_Referring expression pointing data_
>>>>
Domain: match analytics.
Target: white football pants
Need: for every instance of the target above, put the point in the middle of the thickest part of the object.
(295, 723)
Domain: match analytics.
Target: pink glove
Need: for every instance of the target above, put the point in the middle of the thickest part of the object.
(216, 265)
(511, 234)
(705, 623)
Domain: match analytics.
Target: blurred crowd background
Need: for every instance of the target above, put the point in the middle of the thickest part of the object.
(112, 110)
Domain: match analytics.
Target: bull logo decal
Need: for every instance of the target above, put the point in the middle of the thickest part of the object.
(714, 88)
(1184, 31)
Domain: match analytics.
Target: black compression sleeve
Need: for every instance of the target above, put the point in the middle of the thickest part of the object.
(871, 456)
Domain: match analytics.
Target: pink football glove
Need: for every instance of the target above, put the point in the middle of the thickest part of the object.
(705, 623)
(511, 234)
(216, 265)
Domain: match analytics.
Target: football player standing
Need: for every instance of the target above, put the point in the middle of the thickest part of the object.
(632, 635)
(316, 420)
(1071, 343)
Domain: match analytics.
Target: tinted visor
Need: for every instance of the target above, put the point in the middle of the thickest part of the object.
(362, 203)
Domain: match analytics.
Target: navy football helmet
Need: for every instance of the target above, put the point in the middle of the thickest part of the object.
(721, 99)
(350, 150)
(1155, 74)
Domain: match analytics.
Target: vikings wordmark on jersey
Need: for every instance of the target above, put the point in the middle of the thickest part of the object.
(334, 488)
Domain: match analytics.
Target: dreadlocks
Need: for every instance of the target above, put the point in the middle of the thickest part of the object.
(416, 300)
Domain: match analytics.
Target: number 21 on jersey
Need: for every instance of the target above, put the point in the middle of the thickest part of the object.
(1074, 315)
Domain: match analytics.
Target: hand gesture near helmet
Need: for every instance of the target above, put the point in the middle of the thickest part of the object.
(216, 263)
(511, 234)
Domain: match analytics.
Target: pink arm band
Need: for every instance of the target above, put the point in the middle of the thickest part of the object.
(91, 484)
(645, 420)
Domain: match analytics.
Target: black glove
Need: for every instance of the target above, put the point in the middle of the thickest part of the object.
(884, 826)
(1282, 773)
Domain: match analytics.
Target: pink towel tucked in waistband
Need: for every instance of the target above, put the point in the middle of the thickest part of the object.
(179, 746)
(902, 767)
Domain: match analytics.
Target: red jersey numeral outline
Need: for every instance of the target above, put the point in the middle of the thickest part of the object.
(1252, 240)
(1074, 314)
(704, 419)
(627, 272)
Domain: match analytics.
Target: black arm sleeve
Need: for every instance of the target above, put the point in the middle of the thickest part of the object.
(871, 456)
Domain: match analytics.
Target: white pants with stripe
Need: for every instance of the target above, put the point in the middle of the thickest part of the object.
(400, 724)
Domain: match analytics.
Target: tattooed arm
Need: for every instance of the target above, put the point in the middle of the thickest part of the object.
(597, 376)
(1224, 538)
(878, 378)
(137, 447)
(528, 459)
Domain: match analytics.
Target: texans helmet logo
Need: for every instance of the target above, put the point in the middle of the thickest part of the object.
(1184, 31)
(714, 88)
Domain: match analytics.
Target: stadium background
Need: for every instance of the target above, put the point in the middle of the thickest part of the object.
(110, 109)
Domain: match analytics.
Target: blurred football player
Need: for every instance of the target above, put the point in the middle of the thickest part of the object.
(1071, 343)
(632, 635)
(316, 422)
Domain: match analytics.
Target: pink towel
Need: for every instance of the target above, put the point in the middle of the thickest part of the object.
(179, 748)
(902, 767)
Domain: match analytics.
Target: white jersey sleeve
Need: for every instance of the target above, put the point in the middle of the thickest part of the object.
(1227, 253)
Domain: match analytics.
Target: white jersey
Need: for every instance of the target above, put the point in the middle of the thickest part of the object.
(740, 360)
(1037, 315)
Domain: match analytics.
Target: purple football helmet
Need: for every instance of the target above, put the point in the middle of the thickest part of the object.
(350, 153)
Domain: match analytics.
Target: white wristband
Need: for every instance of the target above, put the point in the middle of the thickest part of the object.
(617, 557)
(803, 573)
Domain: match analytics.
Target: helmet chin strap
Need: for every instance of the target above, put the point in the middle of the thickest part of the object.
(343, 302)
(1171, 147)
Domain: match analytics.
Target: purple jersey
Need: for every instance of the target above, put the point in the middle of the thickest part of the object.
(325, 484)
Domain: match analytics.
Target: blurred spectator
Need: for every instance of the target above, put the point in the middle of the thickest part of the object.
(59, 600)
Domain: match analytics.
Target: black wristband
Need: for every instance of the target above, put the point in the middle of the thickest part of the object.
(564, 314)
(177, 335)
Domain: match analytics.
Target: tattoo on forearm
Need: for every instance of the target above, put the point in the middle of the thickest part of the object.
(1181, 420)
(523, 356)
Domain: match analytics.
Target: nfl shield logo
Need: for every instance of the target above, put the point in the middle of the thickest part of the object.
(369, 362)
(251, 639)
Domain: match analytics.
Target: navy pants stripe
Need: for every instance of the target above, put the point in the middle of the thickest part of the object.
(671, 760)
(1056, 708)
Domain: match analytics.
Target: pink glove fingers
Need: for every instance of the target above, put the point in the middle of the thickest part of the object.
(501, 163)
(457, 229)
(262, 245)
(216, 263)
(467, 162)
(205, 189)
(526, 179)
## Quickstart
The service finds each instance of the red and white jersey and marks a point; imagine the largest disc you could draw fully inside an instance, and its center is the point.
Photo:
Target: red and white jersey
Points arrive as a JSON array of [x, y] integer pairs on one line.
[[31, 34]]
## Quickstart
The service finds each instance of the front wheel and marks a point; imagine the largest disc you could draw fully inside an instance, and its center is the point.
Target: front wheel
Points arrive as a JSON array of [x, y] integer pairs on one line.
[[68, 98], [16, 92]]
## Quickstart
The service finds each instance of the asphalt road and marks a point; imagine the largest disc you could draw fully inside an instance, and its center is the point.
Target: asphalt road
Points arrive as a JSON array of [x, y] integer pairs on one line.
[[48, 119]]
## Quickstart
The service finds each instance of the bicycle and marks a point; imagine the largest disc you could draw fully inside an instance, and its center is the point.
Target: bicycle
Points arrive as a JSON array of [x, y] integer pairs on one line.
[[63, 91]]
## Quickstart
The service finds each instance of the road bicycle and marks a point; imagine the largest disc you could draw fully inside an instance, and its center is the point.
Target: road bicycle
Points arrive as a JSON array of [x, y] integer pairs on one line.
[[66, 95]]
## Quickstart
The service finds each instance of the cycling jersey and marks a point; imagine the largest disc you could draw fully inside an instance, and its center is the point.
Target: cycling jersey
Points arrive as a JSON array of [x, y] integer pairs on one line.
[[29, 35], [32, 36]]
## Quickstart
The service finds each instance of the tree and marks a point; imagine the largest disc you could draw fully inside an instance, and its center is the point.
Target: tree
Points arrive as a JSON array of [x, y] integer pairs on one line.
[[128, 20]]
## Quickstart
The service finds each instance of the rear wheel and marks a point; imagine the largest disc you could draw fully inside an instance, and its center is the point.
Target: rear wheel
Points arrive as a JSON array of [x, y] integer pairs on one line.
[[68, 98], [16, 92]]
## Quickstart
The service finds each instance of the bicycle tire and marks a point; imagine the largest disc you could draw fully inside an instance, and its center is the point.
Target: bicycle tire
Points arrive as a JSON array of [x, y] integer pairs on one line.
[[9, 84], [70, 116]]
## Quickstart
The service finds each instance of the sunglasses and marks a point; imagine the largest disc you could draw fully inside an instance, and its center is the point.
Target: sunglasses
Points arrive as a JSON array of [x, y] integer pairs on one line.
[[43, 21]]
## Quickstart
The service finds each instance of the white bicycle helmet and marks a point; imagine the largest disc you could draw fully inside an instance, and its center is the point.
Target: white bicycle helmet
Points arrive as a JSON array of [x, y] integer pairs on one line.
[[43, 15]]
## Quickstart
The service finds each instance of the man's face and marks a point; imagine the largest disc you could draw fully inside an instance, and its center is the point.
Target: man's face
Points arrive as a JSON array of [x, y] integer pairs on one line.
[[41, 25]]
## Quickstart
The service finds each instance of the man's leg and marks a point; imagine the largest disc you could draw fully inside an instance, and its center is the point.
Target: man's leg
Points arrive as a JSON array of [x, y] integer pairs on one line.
<<<<
_HOW TO COMPLETE THIS TASK_
Copy, exactly and only, the lines above that begin with the one containing "Target: purple football helmet" and finish with the one containing "Target: pink glove fingers".

_RESULT OF THIS EXERCISE_
Target: purple football helmet
Need: for every instance of the target above, put the point in the middle of the thickest part of the object.
(350, 153)
Domain: match analytics.
Target: white wristband
Need: for every instance of the target above, put the point in the middle of the thickest part of the object.
(617, 557)
(803, 573)
Domain: match analytics.
Target: helmet chin strap
Need: for every instance of the target above, put the point in the middle of the thickest part of the object.
(343, 302)
(1171, 147)
Domain: match analytics.
Target: purple jersey
Need: for every instance of the target above, put the point in the middle of the thickest part of the object.
(325, 484)
Domain: match analytics.
Target: blurred spectator
Need: for every instance of the target above, put the point in the middle of the thickest part of the object.
(59, 600)
Domain: match analytics.
Target: black wristband
Need: for every instance of the target above, put the point in the middle of the thickest part of the object.
(564, 314)
(177, 335)
Domain: match analytics.
Target: tattoo on forearm
Need: for every instance of the target above, put the point in the middle of the thickest part of the object.
(1181, 420)
(523, 356)
Domain: match analytics.
Target: nfl shield logo
Need: for every instance of the target above, put the point in the middle of the thickest part of the object.
(369, 362)
(251, 639)
Domain: match analytics.
Target: navy pants stripe
Need: for every instance of the target above, put the point in the middle of the thickest part of the object.
(671, 760)
(1056, 708)
Domain: match analytics.
Target: pink glove fingers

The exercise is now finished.